Reading passage -
#####

Colin Firth and Stanley Tucci as a couple facing the abyss (Supplied)

This beautiful film suggests that sometimes the best way to hang on is to let go. 

After an early festival release internationally, Supernova is finally opening in cinemas.

It’s been highly anticipated, equally for the promise of its two stars, Colin Firth and Stanley Tucci, as much as the fact that covid delays have meant so few decent films have actually made it to theatres. 

In short, Supernova is stunning. These two great actors at their peak and a sensitive script by emerging writer-director Harry Macqueen (he was an actor on UK drama EastEnders, his breakout film as writer-director was Hinterland) deliver a sobering story about dementia. Never an easy watch.

The fact that it is a gay couple dealing with the devastating condition demonstrates that often-denied reality that we are, in every way, normal. Like everyone else, we are susceptibility to disease and pain. Would that we were not so normal.

But that’s the truth of it and though you’ll be tempted to pull back from where the film is obviously going, you’re in safe hands.

Firth plays a musician, Tucci a novelist. Tucci is struggling with his latest book, which Firth, his partner of 20 years, discovers when he flicks through his notebook and sees his husband’s notes have become meaningless scribbles. Fearfully, he plays back a tape of Tucci’s private notes, setting in motion the devastating third act.

The couple are on a road trip via a family stop-off on their way to Firth’s concert date. The final close-ups of Firth playing the piano on stage to an unseen audience are heartbreaking.

There’s not a lot of joy in the film, but it’s not pain porn either. What it has is gentleness, and an unforced depiction of long-term love, with its good-natured bickering, deep mutual respect that’s been hard-earned, and an understanding that sometimes the best way to hang on is to let go.

Firth and Tucci have been good friends for many years, one reason Macqueen wanted to cast them. Early in production they suggested that they swap roles, and Macqueen let them. And it’s probably a better film for it.

Much has been made recently of the need for gay roles to be played by gay actors. There’s certainly a place for that but Firth and Tucci, both straight, have previously played gay convincingly. Tucci was unforgettable as Miranda Priestley’s art director in The Devil Wears Prada and as Cher’s long-time gay friend in Burlesque; Firth was nominated for an Oscar for playing an English professor grieving his boyfriend in A Single Man, and he was the gay dad in the Mamma Mia! films.

“We’re always stepping into someone else’s lived experience,” says Tucci. “I’ve never embarked on a role where I haven’t thought, ‘How dare you! Who the hell are you to think you can know anything about this person’s world or what this person lives through?’ It always starts off as a terrible sort of presumption.”

Which brings us to the film’s title. It’s a clumsy metaphor, but the actors rescue it and imbue it with gentle pathos. Love burns its brightest just before it burns itself out. 

In Russia, at least one scene depicting the characters trying to have sex after intense dialogue has been removed from the film, The Moscow Times reports.

World Pictures, the film’s Russian distributor, cut the scene due to concerns theatres would not screen Supernova and it may spark controversy due to “excesses,” according to critic Konstantin Kropotkin. These fears are grounded in Russia’s “gay propaganda” law, which prohibits LGBTQIA+ visibility in venues accessible to children. This law has been used to penalise people and productions for a broad and often vague range of violations.

#####

Tasks to carry out -
1) List the titles of the works in which, according to the review of Supernova, Firth or Tucci previously played gay characters.
2) Repeat the review word for word from "But that’s the" to "audience are heartbreaking.".

#####

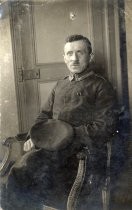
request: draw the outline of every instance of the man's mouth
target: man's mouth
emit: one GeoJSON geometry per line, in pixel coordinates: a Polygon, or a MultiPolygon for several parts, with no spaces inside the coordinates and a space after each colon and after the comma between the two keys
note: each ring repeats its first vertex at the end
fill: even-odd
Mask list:
{"type": "Polygon", "coordinates": [[[79,63],[74,63],[71,66],[79,66],[79,63]]]}

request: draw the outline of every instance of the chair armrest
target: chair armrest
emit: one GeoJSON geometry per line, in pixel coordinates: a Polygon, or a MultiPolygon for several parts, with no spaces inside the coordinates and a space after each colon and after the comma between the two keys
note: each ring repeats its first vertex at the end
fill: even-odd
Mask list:
{"type": "Polygon", "coordinates": [[[15,160],[12,159],[12,150],[14,144],[19,144],[21,149],[19,148],[19,153],[21,153],[19,156],[23,154],[23,143],[27,140],[27,133],[20,133],[17,134],[15,137],[8,137],[3,140],[2,146],[4,147],[5,154],[2,162],[0,163],[0,176],[5,176],[10,166],[15,162],[15,160]],[[21,145],[22,144],[22,145],[21,145]]]}
{"type": "Polygon", "coordinates": [[[28,135],[28,133],[19,133],[16,135],[16,139],[17,141],[27,141],[30,138],[30,136],[28,135]]]}
{"type": "Polygon", "coordinates": [[[5,155],[0,163],[0,176],[4,176],[6,173],[6,170],[8,166],[10,165],[10,155],[11,155],[11,146],[13,142],[16,141],[16,138],[14,137],[9,137],[3,140],[2,145],[4,146],[5,149],[5,155]]]}

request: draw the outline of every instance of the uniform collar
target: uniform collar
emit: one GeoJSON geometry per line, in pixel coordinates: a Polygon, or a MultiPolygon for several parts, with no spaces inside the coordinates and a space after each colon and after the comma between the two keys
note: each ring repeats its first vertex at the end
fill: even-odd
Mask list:
{"type": "Polygon", "coordinates": [[[90,70],[90,71],[85,70],[84,72],[82,72],[80,74],[69,75],[69,80],[70,81],[81,81],[81,80],[89,77],[92,74],[93,74],[92,70],[90,70]]]}

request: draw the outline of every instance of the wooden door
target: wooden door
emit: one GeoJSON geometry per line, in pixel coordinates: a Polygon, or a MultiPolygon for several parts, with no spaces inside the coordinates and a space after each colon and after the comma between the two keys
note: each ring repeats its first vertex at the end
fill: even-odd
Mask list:
{"type": "Polygon", "coordinates": [[[89,37],[97,66],[101,64],[103,73],[112,78],[110,61],[113,60],[107,43],[110,41],[107,36],[109,31],[108,27],[105,27],[108,14],[104,13],[108,4],[106,6],[106,0],[99,2],[11,2],[20,132],[31,127],[56,81],[68,74],[63,62],[63,45],[68,35],[83,34],[89,37]]]}

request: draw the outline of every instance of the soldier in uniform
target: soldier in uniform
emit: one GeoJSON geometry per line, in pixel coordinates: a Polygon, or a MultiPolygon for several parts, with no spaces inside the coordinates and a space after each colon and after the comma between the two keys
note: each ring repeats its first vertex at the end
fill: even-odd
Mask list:
{"type": "MultiPolygon", "coordinates": [[[[89,149],[90,157],[78,209],[102,209],[100,186],[105,175],[106,142],[117,126],[116,96],[110,82],[92,69],[91,56],[92,47],[87,37],[67,37],[64,62],[69,75],[57,82],[31,128],[31,139],[25,147],[36,145],[39,149],[28,152],[26,164],[14,166],[10,171],[8,205],[4,209],[38,210],[44,204],[66,209],[78,168],[76,154],[83,146],[89,149]],[[51,142],[46,140],[43,127],[52,119],[66,122],[73,129],[65,147],[58,139],[56,144],[55,138],[51,142]]],[[[52,127],[48,132],[52,132],[52,127]]]]}

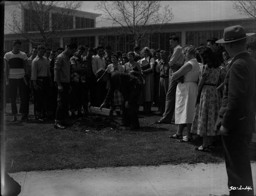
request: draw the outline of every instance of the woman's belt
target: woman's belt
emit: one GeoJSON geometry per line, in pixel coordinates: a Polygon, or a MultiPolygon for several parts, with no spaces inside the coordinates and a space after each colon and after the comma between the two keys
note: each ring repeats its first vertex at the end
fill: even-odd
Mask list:
{"type": "Polygon", "coordinates": [[[163,78],[169,78],[169,75],[168,75],[168,76],[160,75],[160,77],[163,78]]]}
{"type": "Polygon", "coordinates": [[[204,84],[204,85],[207,85],[207,86],[216,86],[216,84],[204,84]]]}

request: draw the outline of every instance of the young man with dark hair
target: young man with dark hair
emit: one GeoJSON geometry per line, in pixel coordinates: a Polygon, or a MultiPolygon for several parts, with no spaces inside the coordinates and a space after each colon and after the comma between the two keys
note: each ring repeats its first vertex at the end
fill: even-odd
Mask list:
{"type": "Polygon", "coordinates": [[[22,115],[22,120],[28,119],[29,110],[30,70],[27,55],[20,51],[21,46],[22,42],[19,40],[15,40],[12,50],[7,53],[4,57],[6,84],[10,86],[12,122],[17,121],[18,112],[16,100],[18,88],[20,97],[19,113],[22,115]]]}
{"type": "Polygon", "coordinates": [[[37,47],[37,55],[32,62],[31,81],[33,82],[33,91],[35,102],[36,114],[35,119],[43,120],[42,112],[53,115],[50,108],[50,86],[52,86],[50,72],[50,65],[47,58],[44,56],[46,48],[42,45],[37,47]]]}
{"type": "Polygon", "coordinates": [[[137,104],[141,89],[141,82],[134,76],[121,72],[108,74],[107,70],[100,68],[96,72],[97,83],[106,82],[110,80],[110,87],[104,97],[100,108],[105,107],[114,96],[115,89],[119,90],[123,96],[122,125],[131,130],[140,128],[137,114],[137,104]]]}
{"type": "Polygon", "coordinates": [[[255,133],[256,61],[246,51],[245,33],[240,25],[224,30],[223,43],[233,57],[224,80],[223,99],[217,122],[224,151],[229,195],[253,195],[250,143],[255,133]]]}
{"type": "Polygon", "coordinates": [[[69,57],[73,55],[77,48],[77,46],[73,43],[67,44],[65,50],[56,57],[55,62],[54,79],[58,87],[58,105],[54,124],[55,129],[64,129],[67,128],[63,120],[69,114],[71,67],[69,57]]]}
{"type": "Polygon", "coordinates": [[[155,90],[154,101],[155,102],[155,106],[158,107],[158,110],[156,112],[157,114],[163,114],[163,113],[159,112],[159,81],[160,81],[160,70],[159,64],[162,60],[160,57],[161,49],[157,49],[156,50],[156,62],[155,63],[155,68],[154,71],[154,79],[155,81],[155,90]]]}
{"type": "Polygon", "coordinates": [[[93,48],[89,47],[87,55],[83,57],[84,67],[86,69],[86,92],[83,104],[84,111],[87,111],[88,106],[95,105],[96,78],[93,74],[92,65],[93,48]]]}
{"type": "MultiPolygon", "coordinates": [[[[97,47],[98,54],[94,57],[92,61],[92,65],[93,67],[93,71],[94,75],[98,70],[100,68],[106,69],[106,61],[103,58],[104,47],[99,45],[97,47]]],[[[95,101],[95,105],[92,106],[99,107],[100,104],[103,102],[104,99],[106,94],[106,82],[97,82],[96,84],[96,95],[95,101]]]]}
{"type": "Polygon", "coordinates": [[[137,46],[134,47],[133,52],[134,54],[135,55],[135,57],[134,57],[134,61],[138,62],[138,61],[141,59],[140,55],[140,47],[139,46],[137,46]]]}
{"type": "Polygon", "coordinates": [[[76,116],[77,111],[78,116],[82,114],[82,105],[84,100],[86,87],[86,69],[82,54],[86,50],[84,46],[79,45],[76,54],[70,58],[71,70],[70,84],[72,87],[70,94],[70,111],[71,116],[76,116]]]}
{"type": "Polygon", "coordinates": [[[111,53],[112,53],[112,47],[110,45],[108,45],[105,47],[105,56],[104,56],[104,58],[106,61],[106,66],[110,65],[112,63],[112,61],[111,61],[111,53]]]}
{"type": "Polygon", "coordinates": [[[216,42],[218,39],[216,37],[211,37],[210,39],[208,39],[207,40],[207,46],[211,48],[214,52],[216,52],[218,50],[219,44],[216,42]]]}
{"type": "Polygon", "coordinates": [[[246,47],[251,57],[256,59],[256,41],[247,43],[246,47]]]}
{"type": "Polygon", "coordinates": [[[160,80],[159,80],[159,107],[158,112],[162,115],[165,109],[165,100],[168,87],[169,86],[169,70],[168,65],[168,56],[169,52],[161,51],[160,53],[162,61],[159,63],[160,80]]]}
{"type": "MultiPolygon", "coordinates": [[[[182,54],[182,47],[179,43],[179,39],[176,36],[170,37],[170,46],[174,48],[174,53],[170,57],[168,64],[170,68],[169,76],[177,71],[182,66],[184,63],[183,56],[182,54]]],[[[159,120],[156,121],[155,124],[172,123],[172,119],[175,109],[175,97],[176,88],[178,82],[169,78],[168,91],[166,93],[165,108],[162,117],[159,120]]]]}

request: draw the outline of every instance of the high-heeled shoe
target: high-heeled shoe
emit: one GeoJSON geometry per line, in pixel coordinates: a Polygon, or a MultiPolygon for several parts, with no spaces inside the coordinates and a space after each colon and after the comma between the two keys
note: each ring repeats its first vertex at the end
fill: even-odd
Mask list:
{"type": "Polygon", "coordinates": [[[196,151],[198,151],[209,152],[209,148],[208,147],[204,147],[203,145],[202,145],[201,146],[200,146],[199,147],[195,148],[195,150],[196,151]],[[202,146],[203,148],[202,149],[200,148],[201,146],[202,146]]]}

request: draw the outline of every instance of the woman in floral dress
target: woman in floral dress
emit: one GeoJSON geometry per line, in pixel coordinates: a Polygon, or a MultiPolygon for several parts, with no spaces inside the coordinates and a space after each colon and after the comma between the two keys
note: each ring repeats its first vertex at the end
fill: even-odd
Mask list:
{"type": "MultiPolygon", "coordinates": [[[[116,54],[112,55],[111,57],[111,61],[113,62],[112,64],[108,65],[108,72],[112,73],[112,72],[124,72],[124,69],[121,65],[118,65],[118,55],[116,54]]],[[[114,93],[114,97],[111,101],[111,110],[113,111],[114,115],[116,115],[116,108],[119,107],[120,108],[120,114],[122,114],[122,105],[123,102],[123,97],[122,93],[118,90],[115,91],[114,93]]]]}
{"type": "Polygon", "coordinates": [[[220,134],[215,130],[215,122],[221,104],[221,94],[217,87],[221,83],[225,72],[212,51],[205,47],[199,51],[202,65],[200,67],[198,95],[191,132],[203,137],[203,144],[197,151],[212,149],[214,136],[220,134]]]}
{"type": "Polygon", "coordinates": [[[175,80],[179,80],[181,77],[183,76],[184,82],[180,81],[177,87],[175,124],[178,124],[178,129],[176,133],[169,138],[182,139],[179,141],[186,142],[193,140],[190,128],[197,100],[197,82],[199,77],[200,65],[196,59],[196,51],[193,46],[188,45],[184,46],[182,54],[185,60],[185,64],[170,76],[175,80]],[[187,135],[183,137],[182,133],[186,125],[187,135]]]}
{"type": "MultiPolygon", "coordinates": [[[[135,54],[133,52],[129,52],[127,54],[127,57],[129,61],[129,62],[125,63],[124,65],[124,72],[132,74],[134,75],[135,77],[138,78],[141,82],[141,83],[143,83],[143,79],[142,77],[142,73],[141,72],[141,67],[140,66],[140,63],[134,61],[134,58],[135,58],[135,54]]],[[[143,57],[142,57],[143,58],[143,57]]],[[[139,109],[140,104],[143,104],[143,87],[142,87],[141,93],[140,95],[140,98],[138,102],[138,108],[139,109]]]]}

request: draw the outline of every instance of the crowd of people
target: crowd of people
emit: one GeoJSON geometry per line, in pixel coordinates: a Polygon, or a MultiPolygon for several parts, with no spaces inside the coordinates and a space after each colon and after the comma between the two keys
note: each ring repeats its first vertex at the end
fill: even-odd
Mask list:
{"type": "MultiPolygon", "coordinates": [[[[255,120],[255,111],[250,111],[249,107],[255,106],[255,76],[251,77],[250,74],[255,74],[255,67],[251,67],[251,64],[255,67],[256,43],[245,45],[245,38],[248,36],[244,32],[239,36],[230,36],[244,31],[242,27],[226,29],[224,41],[213,37],[206,40],[205,45],[182,47],[177,36],[170,37],[172,54],[148,47],[140,50],[139,46],[135,47],[134,51],[115,52],[109,45],[93,48],[68,43],[65,48],[56,51],[40,45],[28,56],[20,51],[22,42],[15,40],[13,50],[4,56],[12,121],[17,120],[18,89],[22,120],[28,119],[29,100],[32,96],[35,118],[40,121],[46,118],[55,119],[54,128],[58,129],[67,128],[66,117],[81,116],[91,106],[111,108],[114,115],[118,112],[122,115],[122,126],[138,129],[140,106],[143,106],[142,112],[146,114],[152,112],[154,105],[158,108],[156,114],[161,116],[155,123],[178,125],[176,133],[170,138],[186,142],[193,140],[193,134],[197,135],[203,140],[195,150],[212,150],[215,136],[226,135],[228,128],[229,131],[237,128],[227,119],[228,115],[236,115],[238,120],[247,124],[255,120]],[[225,47],[219,43],[224,43],[225,47]],[[242,56],[246,57],[246,62],[243,59],[240,67],[236,66],[235,60],[242,56]],[[244,66],[248,62],[249,65],[244,66]],[[248,81],[245,82],[246,80],[248,81]],[[250,91],[246,90],[248,88],[250,91]],[[242,98],[238,101],[238,95],[242,98]],[[245,107],[248,103],[243,98],[248,98],[251,105],[245,107]],[[234,104],[237,105],[234,107],[234,104]],[[231,106],[235,109],[230,109],[231,106]],[[239,106],[242,110],[238,110],[239,106]],[[251,114],[254,114],[254,120],[247,119],[251,114]],[[185,127],[187,133],[183,136],[185,127]]],[[[240,131],[237,131],[238,135],[241,137],[240,131]]],[[[243,139],[244,145],[248,145],[246,137],[244,139],[237,135],[232,137],[232,141],[222,138],[227,170],[228,167],[232,167],[227,163],[238,160],[227,155],[230,146],[236,145],[234,141],[243,139]]],[[[248,168],[243,169],[249,174],[248,168]]],[[[232,175],[228,172],[228,176],[229,183],[236,184],[231,180],[232,175]]],[[[236,179],[241,182],[240,180],[236,179]]]]}

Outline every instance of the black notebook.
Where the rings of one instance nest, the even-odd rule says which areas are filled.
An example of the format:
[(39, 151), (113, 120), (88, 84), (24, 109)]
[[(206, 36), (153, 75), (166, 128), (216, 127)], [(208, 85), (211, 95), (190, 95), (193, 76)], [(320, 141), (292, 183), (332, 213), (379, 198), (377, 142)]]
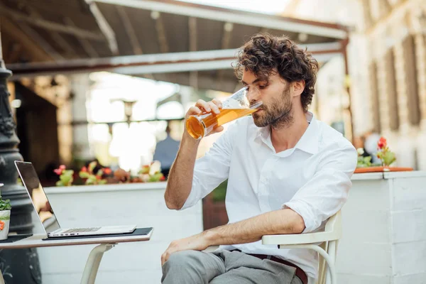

#####

Task responses -
1)
The Devil Wears Prada
Burlesque
A Single Man
The Mamma Mia! films

2)
But that’s the truth of it and though you’ll be tempted to pull back from where the film is obviously going, you’re in safe hands.

Firth plays a musician, Tucci a novelist. Tucci is struggling with his latest book, which Firth, his partner of 20 years, discovers when he flicks through his notebook and sees his husband’s notes have become meaningless scribbles. Fearfully, he plays back a tape of Tucci’s private notes, setting in motion the devastating third act.

The couple are on a road trip via a family stop-off on their way to Firth’s concert date. The final close-ups of Firth playing the piano on stage to an unseen audience are heartbreaking.